(Excerpt):
☆ ☆ ☆ ☆ ☆
But, these use cases are high-level and pervasive. Of course, you’ll want to hear how people employ GenAI, the benefits, and how they are architected. With this in mind, it’s worth mentioning that there are a few things that you’ll want to consider, or, as the title suggests, “nuggets to mine,” that are less obvious, so I’ve put together this short list for you to consider.

1. Look for accuracy/relevance at scale from your vector search technologies

A top consideration people face with vector databases is whether to pursue a native database technology or another database (e.g., a NoSQL database) with vector capabilities. Additional considerations involve performance, i.e., throughput when ingesting and indexing data and retrieval response time performance for queries.

Yet, none of this matters if the results are not accurate enough. Obvious, right? The worst-case scenario would be the least accurate, hallucinations, but we all know that RAG can be introduced to tamp this tendency down. RAG will prevent going off the rails, but there’s more to accuracy than RAG. Given that many vector searches use approximate nearest neighbor (ANN) vs. k-nearest neighbor (KNN), there is, by definition, some level of (im)precision. In short, accuracy will drop if the embedding dimensionality has to be held too low to maintain high performance. Keep in mind that vector databases implement advanced indexing strategies that organize the vector space to make retrieval faster and more precise.

In addition, the more dimensionality you have in your vector embeddings, the more accurate your responses can be. That requires more data and the ability to handle and evaluate more data. Plus, your system must be performant enough to create these embeddings and retrieve highly dimensional ones while vector searching against a hierarchical navigable small world repeatedly until an accuracy criterion is met.

2. Graph is a more viable option than you may have previously thought

Despite the industry’s recent emphasis on GenAI over the past 15 months, it’s crucial to understand that vectors and graphs are fundamentally data models at their core, and graph solutions are very good at establishing connections between data points. This approach is inherently valuable in at least two very notable real-time use cases: personalization and fraud prevention.
☆ ☆ ☆ ☆ ☆
(Objective): Rewrite the part of the GenAI database passage between "1. Look for" and "performance for queries.", inclusive, swapping every "vector" for "similarity".

(Data segment):
☆ ☆ ☆ ☆ ☆
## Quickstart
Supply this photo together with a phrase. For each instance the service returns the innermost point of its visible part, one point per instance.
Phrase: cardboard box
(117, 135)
☆ ☆ ☆ ☆ ☆
(Result for this exercise):
1. Look for accuracy/relevance at scale from your similarity search technologies

A top consideration people face with similarity databases is whether to pursue a native database technology or another database (e.g., a NoSQL database) with similarity capabilities. Additional considerations involve performance, i.e., throughput when ingesting and indexing data and retrieval response time performance for queries.